Nothing but the lines holding the string "tunnel" should appear in the answer. Copy them from the entries.

____ DATA TO PROCESS

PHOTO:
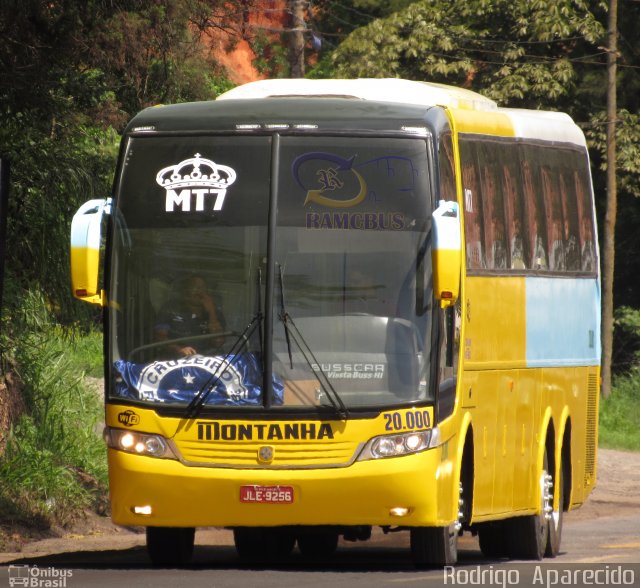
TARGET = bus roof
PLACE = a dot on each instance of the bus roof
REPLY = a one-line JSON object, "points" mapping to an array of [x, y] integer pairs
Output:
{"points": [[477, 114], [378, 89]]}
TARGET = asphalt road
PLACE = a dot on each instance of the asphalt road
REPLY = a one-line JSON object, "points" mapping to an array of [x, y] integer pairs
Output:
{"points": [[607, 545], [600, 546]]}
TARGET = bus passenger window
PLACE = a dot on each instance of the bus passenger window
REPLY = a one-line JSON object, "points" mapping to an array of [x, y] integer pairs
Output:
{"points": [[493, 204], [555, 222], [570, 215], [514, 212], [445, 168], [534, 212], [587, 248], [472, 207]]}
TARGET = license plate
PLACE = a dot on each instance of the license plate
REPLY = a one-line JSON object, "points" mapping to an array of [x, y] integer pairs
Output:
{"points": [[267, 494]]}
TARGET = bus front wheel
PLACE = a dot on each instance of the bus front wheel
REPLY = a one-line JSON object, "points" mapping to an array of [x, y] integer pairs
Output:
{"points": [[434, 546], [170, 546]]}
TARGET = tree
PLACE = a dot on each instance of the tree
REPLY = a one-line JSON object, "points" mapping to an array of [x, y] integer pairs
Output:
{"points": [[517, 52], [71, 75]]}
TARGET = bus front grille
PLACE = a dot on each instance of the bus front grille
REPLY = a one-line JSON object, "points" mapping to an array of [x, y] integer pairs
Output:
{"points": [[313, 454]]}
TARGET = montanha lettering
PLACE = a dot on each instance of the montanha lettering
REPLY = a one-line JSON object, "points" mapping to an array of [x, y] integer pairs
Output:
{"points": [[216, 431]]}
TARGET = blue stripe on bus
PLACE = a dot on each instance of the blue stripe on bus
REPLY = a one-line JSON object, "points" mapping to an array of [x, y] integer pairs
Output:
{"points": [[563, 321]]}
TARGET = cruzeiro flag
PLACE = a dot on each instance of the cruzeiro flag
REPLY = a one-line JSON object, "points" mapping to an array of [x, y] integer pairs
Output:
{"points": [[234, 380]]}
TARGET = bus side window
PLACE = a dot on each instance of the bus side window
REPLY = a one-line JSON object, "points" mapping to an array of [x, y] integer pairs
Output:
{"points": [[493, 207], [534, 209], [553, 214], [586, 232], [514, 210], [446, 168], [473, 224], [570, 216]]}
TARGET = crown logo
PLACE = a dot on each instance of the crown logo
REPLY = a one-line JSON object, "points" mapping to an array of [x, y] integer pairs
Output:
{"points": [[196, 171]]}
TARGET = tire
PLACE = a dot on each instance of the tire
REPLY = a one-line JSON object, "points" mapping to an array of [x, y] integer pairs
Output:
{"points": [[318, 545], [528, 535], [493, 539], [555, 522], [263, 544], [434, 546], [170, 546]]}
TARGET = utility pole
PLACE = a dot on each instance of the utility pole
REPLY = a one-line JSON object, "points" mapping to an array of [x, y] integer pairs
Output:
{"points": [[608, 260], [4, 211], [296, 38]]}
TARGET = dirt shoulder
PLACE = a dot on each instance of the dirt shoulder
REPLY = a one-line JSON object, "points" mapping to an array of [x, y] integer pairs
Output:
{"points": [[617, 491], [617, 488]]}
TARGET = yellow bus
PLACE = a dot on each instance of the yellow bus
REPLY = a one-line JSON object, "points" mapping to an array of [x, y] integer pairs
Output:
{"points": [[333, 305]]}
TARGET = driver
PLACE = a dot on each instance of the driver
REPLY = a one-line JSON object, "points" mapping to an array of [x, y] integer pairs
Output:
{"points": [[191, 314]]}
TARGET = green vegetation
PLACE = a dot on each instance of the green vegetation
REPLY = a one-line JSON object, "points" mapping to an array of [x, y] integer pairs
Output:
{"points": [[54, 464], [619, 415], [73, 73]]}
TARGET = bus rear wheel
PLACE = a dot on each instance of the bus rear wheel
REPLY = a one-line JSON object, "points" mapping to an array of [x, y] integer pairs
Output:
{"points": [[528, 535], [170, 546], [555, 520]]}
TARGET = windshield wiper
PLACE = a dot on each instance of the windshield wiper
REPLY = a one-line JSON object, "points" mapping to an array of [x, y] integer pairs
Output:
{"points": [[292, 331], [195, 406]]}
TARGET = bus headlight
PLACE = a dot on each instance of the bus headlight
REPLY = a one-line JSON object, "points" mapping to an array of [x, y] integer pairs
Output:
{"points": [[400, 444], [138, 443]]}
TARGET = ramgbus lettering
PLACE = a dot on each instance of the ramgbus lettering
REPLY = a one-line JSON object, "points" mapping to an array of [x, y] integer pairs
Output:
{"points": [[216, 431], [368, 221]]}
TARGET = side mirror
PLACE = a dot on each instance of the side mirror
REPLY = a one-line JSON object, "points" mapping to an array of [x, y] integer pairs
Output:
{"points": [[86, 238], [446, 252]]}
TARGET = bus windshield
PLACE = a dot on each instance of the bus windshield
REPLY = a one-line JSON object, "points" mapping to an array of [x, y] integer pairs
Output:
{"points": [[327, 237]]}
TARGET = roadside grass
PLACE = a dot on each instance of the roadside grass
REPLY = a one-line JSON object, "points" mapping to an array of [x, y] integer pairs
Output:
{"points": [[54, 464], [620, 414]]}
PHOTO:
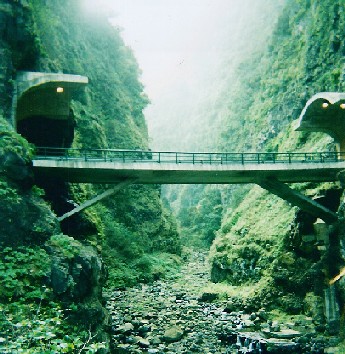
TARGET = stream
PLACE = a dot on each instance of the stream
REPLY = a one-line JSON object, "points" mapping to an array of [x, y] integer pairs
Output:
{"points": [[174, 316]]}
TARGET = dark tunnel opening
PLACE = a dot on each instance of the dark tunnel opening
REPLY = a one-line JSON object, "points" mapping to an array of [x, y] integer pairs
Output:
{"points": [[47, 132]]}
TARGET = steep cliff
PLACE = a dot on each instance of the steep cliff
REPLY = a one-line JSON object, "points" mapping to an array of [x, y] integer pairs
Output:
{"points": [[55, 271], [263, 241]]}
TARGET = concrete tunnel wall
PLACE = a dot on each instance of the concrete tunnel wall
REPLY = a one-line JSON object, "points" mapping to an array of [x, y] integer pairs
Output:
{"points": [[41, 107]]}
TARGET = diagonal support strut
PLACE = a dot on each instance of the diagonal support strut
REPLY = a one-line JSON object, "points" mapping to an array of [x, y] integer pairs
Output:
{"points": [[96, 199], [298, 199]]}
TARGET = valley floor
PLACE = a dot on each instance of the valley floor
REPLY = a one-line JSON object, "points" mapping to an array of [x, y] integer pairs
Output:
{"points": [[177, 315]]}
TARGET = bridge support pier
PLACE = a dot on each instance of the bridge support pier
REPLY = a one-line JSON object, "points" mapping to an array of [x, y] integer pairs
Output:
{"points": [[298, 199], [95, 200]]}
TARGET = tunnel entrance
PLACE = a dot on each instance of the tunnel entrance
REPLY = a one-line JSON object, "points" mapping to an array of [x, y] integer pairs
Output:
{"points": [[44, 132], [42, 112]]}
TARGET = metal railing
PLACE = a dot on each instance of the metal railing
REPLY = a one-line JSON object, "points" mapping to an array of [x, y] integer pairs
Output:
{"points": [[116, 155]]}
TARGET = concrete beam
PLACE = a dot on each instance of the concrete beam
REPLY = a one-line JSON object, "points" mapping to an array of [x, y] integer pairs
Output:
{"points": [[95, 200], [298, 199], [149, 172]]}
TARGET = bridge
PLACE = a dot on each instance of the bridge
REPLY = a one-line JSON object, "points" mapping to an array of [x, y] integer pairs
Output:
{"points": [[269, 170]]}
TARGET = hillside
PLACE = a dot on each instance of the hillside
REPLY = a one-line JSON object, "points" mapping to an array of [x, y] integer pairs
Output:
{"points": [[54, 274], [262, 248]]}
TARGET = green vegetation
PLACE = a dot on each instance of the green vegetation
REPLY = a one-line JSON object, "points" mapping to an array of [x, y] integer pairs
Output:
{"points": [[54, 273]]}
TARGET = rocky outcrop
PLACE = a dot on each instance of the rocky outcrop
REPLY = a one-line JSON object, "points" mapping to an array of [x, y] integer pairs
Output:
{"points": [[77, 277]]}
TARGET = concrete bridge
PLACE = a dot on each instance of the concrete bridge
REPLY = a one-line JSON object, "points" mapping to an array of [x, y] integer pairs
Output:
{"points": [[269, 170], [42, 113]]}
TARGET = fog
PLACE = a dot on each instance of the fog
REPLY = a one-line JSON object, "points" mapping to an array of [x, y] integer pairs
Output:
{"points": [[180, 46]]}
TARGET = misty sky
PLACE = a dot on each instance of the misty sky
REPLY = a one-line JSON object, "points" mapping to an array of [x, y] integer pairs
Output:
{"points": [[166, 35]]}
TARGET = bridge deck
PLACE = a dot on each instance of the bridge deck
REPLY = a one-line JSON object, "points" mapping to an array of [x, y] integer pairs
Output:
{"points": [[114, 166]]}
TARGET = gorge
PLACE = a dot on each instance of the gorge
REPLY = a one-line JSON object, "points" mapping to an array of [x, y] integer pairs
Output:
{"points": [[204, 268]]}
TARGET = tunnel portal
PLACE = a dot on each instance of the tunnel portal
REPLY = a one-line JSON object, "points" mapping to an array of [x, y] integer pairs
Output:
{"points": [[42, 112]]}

________
____ DATA TO PROCESS

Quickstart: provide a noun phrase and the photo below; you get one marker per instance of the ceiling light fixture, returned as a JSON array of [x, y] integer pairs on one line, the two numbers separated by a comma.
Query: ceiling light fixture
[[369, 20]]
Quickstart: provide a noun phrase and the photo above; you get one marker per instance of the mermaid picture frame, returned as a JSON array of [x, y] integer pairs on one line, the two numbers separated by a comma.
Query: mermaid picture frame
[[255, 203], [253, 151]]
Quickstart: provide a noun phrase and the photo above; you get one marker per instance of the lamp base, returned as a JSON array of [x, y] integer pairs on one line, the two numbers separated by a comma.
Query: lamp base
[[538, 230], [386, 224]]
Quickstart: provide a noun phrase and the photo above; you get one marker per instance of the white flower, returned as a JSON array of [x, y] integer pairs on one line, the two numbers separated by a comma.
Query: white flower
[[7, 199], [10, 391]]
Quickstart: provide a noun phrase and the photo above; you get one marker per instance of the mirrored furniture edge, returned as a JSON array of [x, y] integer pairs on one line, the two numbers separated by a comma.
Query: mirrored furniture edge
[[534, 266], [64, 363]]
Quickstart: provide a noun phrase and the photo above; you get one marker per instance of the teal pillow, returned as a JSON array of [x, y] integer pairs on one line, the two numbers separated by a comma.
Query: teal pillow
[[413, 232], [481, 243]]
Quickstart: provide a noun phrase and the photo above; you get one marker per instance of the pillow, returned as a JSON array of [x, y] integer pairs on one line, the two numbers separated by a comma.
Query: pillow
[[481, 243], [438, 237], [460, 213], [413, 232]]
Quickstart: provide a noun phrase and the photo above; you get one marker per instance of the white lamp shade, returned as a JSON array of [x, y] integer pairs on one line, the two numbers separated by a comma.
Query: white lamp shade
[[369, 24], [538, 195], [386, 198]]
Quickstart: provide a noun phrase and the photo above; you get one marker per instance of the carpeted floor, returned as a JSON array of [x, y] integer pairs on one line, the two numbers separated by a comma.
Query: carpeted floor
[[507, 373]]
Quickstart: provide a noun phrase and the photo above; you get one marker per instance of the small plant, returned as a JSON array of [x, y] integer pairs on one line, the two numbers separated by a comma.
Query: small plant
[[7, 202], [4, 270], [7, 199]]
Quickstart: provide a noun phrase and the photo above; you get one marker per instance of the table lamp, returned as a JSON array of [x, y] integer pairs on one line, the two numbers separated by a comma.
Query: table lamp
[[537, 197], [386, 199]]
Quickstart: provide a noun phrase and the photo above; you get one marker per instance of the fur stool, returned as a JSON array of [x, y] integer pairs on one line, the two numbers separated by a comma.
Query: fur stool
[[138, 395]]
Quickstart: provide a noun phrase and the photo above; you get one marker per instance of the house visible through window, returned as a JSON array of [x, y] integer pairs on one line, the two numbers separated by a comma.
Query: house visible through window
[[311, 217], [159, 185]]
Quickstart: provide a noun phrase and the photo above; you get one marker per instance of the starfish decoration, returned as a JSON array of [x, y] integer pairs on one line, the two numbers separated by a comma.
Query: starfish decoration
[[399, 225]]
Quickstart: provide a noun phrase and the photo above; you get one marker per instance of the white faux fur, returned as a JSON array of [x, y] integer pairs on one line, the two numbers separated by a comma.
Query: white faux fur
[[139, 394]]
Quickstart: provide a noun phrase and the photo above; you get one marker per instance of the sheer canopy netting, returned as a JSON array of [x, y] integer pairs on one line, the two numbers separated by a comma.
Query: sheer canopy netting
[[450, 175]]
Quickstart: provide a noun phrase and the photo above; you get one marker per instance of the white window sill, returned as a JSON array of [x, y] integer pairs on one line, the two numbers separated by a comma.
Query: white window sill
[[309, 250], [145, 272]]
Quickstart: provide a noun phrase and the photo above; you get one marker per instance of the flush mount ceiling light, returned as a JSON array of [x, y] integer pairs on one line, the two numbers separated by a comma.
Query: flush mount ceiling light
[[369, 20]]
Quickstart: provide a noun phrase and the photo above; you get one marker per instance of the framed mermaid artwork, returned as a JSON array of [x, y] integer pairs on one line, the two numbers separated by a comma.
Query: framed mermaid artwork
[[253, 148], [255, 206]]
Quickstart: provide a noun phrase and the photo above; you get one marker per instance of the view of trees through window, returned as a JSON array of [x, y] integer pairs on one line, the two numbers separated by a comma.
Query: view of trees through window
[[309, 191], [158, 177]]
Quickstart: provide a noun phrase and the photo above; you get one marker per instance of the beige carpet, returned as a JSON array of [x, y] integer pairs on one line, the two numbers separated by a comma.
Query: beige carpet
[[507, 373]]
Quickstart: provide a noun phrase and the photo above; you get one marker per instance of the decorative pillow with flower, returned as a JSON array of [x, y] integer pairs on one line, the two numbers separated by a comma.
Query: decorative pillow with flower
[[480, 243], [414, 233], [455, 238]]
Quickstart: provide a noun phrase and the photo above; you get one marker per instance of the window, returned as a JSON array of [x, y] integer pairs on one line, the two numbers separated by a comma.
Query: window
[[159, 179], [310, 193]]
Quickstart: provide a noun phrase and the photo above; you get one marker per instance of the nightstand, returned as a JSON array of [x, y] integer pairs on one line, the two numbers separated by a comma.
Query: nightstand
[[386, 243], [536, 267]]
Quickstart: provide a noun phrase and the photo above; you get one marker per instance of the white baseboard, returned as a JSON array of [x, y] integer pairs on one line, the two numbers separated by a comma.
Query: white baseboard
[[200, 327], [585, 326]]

________

▸ ANSWER TO THE PROBLEM:
TARGET = dark tunnel opening
PLACE = a dot on each instance of the dark tunnel opening
TARGET = concrete tunnel wall
PLACE = a dot on each instance of the concrete tunnel wall
TARGET = tunnel entrance
PLACE = a dot on each instance of the tunnel entrance
TARGET = tunnel portal
PLACE = a dot on each instance of the tunnel portal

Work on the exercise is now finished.